━━━ Data listing
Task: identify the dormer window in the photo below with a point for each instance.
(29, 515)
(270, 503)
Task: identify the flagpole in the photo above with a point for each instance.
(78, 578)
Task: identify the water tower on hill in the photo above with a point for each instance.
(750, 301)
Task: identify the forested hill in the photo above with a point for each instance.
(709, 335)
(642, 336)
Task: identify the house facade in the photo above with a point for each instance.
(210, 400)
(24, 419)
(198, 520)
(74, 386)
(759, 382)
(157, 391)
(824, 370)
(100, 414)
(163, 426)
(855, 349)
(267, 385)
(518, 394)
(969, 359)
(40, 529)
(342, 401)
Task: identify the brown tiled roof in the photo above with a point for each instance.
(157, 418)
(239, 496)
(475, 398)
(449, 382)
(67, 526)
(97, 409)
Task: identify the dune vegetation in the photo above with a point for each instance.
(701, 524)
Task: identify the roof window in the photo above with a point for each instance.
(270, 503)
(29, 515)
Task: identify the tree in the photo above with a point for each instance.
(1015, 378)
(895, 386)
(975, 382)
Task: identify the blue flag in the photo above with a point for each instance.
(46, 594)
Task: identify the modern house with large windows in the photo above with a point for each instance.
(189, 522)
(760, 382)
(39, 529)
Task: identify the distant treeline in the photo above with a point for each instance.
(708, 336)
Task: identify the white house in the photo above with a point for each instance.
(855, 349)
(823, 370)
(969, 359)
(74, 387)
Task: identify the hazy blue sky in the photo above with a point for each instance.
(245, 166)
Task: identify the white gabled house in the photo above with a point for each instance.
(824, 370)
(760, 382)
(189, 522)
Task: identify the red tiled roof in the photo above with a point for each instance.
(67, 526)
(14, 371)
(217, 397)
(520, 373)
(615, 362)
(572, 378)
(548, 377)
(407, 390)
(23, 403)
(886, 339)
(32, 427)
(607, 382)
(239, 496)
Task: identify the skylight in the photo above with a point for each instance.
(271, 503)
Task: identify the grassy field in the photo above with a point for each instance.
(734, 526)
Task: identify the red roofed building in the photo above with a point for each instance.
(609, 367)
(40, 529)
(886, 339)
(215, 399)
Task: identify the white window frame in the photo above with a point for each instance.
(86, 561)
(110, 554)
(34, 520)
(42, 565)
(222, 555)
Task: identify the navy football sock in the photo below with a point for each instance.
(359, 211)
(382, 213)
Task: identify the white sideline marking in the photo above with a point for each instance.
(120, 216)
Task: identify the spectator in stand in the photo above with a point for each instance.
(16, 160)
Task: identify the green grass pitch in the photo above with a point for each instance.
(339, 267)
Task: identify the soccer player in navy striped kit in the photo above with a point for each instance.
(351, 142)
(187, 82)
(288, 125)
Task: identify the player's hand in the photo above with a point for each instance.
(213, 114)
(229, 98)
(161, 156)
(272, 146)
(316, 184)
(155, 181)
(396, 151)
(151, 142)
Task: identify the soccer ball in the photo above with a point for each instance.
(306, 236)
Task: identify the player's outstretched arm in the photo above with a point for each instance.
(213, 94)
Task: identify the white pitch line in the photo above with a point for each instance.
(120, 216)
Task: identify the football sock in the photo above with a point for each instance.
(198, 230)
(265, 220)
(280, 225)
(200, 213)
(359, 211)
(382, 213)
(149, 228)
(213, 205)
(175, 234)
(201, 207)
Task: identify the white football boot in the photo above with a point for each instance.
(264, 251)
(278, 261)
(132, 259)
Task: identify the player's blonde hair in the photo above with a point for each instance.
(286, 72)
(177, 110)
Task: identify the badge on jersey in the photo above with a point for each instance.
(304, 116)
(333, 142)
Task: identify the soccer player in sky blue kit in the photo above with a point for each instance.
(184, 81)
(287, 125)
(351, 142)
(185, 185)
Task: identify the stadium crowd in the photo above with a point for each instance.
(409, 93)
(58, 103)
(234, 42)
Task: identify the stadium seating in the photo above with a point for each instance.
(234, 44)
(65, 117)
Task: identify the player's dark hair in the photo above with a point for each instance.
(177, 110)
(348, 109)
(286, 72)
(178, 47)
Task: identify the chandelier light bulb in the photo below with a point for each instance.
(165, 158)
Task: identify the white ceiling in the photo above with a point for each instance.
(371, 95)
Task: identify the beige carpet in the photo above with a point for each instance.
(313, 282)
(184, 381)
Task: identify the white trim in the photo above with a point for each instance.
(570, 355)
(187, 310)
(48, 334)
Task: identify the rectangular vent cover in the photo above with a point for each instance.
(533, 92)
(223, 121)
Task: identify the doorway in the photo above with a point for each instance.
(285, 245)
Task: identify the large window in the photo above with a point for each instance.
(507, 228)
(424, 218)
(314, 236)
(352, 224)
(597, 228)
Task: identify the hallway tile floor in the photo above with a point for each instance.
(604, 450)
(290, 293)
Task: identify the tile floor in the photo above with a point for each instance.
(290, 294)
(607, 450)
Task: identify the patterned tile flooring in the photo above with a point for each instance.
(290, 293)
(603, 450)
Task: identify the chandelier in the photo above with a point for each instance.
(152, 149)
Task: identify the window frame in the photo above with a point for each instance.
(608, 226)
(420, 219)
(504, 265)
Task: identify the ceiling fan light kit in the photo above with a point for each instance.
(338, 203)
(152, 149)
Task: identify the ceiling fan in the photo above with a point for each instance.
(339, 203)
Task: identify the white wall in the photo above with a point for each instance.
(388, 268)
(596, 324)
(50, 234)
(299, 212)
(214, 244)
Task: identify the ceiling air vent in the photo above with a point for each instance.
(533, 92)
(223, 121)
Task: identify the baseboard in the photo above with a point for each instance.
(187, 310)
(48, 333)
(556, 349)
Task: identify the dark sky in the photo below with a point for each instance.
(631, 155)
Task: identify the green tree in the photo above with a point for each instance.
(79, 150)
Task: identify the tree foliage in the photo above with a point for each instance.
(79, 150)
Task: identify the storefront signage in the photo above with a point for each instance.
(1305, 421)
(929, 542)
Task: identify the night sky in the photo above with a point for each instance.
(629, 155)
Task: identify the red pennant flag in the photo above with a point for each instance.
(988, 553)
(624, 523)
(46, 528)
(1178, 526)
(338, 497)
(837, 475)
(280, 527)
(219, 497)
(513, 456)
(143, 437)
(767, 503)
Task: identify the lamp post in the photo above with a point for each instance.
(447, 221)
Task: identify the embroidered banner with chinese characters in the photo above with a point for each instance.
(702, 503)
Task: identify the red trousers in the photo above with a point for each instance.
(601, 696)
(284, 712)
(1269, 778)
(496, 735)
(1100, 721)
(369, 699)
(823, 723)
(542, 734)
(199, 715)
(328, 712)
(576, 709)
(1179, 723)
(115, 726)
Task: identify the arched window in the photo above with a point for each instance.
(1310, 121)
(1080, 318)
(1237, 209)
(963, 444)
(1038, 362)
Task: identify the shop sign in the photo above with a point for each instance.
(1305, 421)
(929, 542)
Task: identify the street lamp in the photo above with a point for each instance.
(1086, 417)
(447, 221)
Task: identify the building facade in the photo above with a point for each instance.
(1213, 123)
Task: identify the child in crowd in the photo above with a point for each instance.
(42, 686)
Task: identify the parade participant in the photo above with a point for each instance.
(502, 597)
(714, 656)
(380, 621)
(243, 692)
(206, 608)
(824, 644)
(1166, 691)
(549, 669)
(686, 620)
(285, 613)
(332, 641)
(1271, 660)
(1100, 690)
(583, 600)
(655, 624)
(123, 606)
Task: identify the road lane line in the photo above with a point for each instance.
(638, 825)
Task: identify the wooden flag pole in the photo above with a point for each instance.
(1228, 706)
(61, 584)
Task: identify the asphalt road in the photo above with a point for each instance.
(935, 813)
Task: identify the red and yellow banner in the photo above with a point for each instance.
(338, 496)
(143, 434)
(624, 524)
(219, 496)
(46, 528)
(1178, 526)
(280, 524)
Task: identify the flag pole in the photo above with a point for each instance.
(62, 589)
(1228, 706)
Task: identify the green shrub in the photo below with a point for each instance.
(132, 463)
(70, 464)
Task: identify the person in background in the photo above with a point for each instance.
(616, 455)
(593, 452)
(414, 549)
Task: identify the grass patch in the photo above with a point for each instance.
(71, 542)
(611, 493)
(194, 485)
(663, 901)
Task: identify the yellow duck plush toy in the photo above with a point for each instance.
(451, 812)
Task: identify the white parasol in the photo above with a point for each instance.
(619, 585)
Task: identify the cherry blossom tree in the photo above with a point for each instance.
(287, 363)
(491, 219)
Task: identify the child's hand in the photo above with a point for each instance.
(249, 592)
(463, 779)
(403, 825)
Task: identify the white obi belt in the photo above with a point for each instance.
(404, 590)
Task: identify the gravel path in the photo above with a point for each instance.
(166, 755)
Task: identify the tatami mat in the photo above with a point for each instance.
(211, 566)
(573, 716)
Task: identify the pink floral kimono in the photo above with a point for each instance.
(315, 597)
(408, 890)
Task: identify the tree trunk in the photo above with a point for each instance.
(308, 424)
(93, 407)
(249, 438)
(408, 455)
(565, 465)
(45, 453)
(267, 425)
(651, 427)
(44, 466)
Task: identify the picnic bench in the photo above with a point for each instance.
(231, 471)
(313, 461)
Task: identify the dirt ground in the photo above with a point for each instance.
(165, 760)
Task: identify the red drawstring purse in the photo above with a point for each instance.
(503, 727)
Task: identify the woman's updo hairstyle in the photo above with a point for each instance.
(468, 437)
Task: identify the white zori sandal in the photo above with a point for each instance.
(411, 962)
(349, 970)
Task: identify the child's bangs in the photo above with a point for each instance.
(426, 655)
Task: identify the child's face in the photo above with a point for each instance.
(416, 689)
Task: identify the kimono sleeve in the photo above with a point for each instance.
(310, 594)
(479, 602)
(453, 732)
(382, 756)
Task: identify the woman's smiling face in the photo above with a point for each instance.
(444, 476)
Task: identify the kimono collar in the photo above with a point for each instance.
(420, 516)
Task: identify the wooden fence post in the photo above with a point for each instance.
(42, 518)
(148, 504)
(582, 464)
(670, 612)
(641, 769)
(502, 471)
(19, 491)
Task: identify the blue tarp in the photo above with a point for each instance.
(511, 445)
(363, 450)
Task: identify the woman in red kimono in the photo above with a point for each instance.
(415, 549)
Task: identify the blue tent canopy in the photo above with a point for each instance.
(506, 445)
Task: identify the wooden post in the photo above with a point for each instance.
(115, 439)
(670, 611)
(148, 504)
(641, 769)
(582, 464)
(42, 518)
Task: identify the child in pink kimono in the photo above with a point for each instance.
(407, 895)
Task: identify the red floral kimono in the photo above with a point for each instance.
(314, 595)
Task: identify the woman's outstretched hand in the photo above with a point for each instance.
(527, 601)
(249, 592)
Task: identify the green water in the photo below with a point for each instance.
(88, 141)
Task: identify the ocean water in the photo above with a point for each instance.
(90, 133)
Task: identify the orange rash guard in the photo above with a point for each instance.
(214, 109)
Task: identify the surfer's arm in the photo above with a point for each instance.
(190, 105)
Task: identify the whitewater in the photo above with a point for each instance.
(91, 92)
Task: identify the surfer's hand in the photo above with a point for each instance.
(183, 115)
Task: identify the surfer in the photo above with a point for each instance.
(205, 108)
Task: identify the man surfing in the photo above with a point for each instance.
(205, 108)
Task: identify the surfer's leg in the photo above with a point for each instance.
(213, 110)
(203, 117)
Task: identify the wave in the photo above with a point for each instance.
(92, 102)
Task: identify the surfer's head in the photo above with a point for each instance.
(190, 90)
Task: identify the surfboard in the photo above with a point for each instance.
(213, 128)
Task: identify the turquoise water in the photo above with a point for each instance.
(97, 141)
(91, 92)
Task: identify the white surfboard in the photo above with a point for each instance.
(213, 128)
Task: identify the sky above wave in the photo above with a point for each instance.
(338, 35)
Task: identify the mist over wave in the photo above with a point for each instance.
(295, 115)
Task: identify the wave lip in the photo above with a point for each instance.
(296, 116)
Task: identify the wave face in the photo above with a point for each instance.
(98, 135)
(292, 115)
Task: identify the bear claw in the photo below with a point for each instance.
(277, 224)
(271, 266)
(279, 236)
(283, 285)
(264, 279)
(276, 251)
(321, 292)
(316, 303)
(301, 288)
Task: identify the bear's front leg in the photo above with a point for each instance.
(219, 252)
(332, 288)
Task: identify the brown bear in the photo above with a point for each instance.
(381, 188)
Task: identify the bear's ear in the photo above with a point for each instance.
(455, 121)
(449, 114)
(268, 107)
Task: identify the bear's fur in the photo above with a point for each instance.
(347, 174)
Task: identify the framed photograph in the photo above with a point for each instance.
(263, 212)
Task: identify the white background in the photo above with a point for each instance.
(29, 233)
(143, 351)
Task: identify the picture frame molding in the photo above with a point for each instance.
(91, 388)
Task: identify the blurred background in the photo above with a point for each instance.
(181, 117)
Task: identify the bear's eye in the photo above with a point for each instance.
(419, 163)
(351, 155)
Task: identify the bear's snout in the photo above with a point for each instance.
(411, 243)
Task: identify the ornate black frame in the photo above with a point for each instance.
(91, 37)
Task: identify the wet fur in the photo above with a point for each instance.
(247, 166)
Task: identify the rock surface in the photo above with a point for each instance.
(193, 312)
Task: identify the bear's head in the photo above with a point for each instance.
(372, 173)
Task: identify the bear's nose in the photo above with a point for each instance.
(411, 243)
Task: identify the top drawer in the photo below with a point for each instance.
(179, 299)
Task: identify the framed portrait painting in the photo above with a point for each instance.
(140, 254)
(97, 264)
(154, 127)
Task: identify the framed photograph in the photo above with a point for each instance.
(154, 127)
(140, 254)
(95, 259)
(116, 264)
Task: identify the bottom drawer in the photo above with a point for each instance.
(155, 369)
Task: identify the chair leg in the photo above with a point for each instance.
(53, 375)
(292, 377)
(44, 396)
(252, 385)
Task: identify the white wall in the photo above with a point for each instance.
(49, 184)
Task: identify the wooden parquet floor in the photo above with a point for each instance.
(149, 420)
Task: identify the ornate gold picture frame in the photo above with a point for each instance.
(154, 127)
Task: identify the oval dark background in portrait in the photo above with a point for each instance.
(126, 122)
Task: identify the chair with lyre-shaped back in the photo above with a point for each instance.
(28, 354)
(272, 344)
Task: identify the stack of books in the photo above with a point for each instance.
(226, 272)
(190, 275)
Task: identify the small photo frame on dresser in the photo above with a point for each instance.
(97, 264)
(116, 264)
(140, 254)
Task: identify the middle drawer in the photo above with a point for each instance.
━━━━━━
* _Work instructions_
Repeat the lines from the one containing "Task: identify the oval" through the end of the listing, exactly and without any other lines; both ends are included.

* _Answer in full_
Task: identify the oval dark background in portrait in the photo above with a point for each instance.
(126, 122)
Task: identify the chair with lyre-shaped back in the photo above with a point for each instance.
(28, 354)
(272, 344)
Task: identify the stack of books in the photo above with a point for each instance.
(226, 272)
(190, 275)
Task: identify the small photo frame on dresser in the photo above with a point for each instance.
(97, 264)
(116, 264)
(140, 254)
Task: identify the middle drawer in the photo above with a point for each instance.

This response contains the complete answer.